What is needed —
Please copy every one of the rows below word for word, with no line changed, added, or left out.

Object position labeling entries
════════════════
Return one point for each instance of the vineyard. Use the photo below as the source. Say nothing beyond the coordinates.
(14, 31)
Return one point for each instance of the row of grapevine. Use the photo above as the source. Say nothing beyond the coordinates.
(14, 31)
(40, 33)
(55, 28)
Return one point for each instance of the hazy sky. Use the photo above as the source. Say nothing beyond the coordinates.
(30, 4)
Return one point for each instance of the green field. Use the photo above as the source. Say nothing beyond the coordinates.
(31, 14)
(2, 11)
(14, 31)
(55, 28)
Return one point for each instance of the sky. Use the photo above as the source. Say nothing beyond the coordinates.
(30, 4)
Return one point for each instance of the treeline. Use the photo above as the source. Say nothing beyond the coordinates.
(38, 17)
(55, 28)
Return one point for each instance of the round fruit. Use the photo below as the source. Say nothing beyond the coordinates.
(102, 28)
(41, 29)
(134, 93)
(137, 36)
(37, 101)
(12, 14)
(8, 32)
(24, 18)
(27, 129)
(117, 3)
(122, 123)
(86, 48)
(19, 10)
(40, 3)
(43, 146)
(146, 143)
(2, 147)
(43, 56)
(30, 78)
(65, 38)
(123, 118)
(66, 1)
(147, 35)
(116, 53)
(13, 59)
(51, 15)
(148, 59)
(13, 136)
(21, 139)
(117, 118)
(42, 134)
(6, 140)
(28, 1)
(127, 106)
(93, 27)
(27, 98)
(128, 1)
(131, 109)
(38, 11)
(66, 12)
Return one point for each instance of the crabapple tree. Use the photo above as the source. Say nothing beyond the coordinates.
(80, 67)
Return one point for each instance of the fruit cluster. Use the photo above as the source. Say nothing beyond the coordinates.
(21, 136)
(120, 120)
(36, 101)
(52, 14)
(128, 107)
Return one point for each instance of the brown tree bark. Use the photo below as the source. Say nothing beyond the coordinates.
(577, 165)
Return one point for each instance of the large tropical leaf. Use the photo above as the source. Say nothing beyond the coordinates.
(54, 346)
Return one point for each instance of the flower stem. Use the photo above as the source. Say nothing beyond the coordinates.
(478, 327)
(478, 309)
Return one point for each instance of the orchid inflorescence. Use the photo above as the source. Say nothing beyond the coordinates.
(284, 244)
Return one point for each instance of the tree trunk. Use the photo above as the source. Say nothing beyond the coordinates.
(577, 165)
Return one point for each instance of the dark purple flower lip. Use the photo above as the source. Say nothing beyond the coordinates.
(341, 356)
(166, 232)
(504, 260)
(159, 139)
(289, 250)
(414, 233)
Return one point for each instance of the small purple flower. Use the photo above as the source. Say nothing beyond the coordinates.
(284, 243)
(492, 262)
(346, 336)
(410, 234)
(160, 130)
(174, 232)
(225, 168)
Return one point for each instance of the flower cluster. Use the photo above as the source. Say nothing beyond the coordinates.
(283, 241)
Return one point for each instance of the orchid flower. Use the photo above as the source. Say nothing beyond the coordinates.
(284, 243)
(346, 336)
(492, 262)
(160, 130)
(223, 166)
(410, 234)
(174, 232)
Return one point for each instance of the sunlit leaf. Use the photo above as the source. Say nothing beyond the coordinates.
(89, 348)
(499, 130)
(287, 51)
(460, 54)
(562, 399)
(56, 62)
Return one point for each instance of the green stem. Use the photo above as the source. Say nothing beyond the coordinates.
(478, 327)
════════════════
Response for this exercise —
Return one point for each instance of the vineyard. Use the photo below as the source. Say nothing beyond the coordinates.
(14, 31)
Return one point for each instance of the row of grapevine. Use the photo above as the source. Say nothing beyond the coordinates.
(14, 31)
(40, 33)
(55, 28)
Return one point for each instance of the hazy sky. Use the photo above as the source. Say nothing beyond the coordinates.
(30, 4)
Return one point for each instance of the green field. Use the photo above as the source. Say nothing beyond the coordinates.
(31, 14)
(2, 11)
(14, 31)
(55, 28)
Return one point for each instance of the sky. Use the photo above as the source. Say nothing beyond the coordinates.
(30, 4)
Return one point for each instance of the treeline. Use the photo above as the source. Say nothing beyond the coordinates.
(38, 17)
(55, 28)
Return one point for each instance of the round fruit. Use the photo below as the source. Say nothing beyond the coordinates.
(102, 28)
(41, 29)
(134, 93)
(137, 36)
(37, 101)
(12, 14)
(8, 32)
(24, 18)
(27, 129)
(117, 3)
(122, 123)
(86, 48)
(19, 10)
(40, 3)
(43, 146)
(146, 143)
(2, 147)
(43, 56)
(30, 78)
(65, 38)
(123, 118)
(66, 1)
(147, 35)
(116, 53)
(13, 59)
(51, 15)
(148, 59)
(13, 136)
(21, 139)
(117, 118)
(42, 134)
(6, 140)
(28, 1)
(127, 106)
(93, 27)
(27, 98)
(128, 1)
(131, 109)
(38, 11)
(66, 12)
Return one point for each instance of the crabapple tree. Use the photo above as the source. Say nothing beyond the coordinates.
(80, 67)
Return one point for each instance of the fruit cluster. Use the photo above as the source. Say nothing beyond the coordinates.
(21, 136)
(120, 120)
(36, 101)
(52, 14)
(128, 107)
Return one point for each instance of the brown tree bark. Use the photo below as the source. Say nothing beyond the coordinates.
(577, 165)
Return one point for each instance of the large tropical leaf. Use the photo above as the source. Say nothing beyond the coordinates.
(54, 346)
Return one point for each instance of the flower stem. Use the photo above as the source. Say nothing beyond the coordinates.
(478, 327)
(478, 309)
Return one point for each instance of the orchid inflorescence. Use the photo above as the source. Say nothing beyond the coordinates.
(284, 244)
Return one point for each instance of the tree trunk. Use the photo above as the source. Say nothing beyond the coordinates.
(577, 165)
Return one point for each instance of the dark purple flower lip. Use the photo above as the source. Say nothing beyond the coordinates.
(341, 356)
(166, 232)
(504, 260)
(159, 139)
(289, 250)
(414, 233)
Return one point for each instance of the small purple flower. Use the photo above as the source. Say nothing beyond the coordinates.
(284, 243)
(492, 262)
(346, 336)
(410, 234)
(160, 130)
(174, 232)
(225, 168)
Return one point for each instance of the flower cluster. Use the photo above as the source. Say nothing beyond the coordinates.
(283, 241)
Return one point for each instance of the orchid flower. Use the photo above as the source. Say nothing beyond the coordinates.
(284, 243)
(346, 336)
(492, 262)
(160, 130)
(223, 166)
(410, 234)
(174, 232)
Return one point for each instance of the sunlit leaf. Use the photo above as the source. Say nothing beyond the coordinates.
(89, 348)
(499, 130)
(287, 51)
(460, 54)
(562, 399)
(56, 62)
Return one point for each instance of the green stem. Use the photo above as the source. Say nothing beyond the coordinates.
(478, 327)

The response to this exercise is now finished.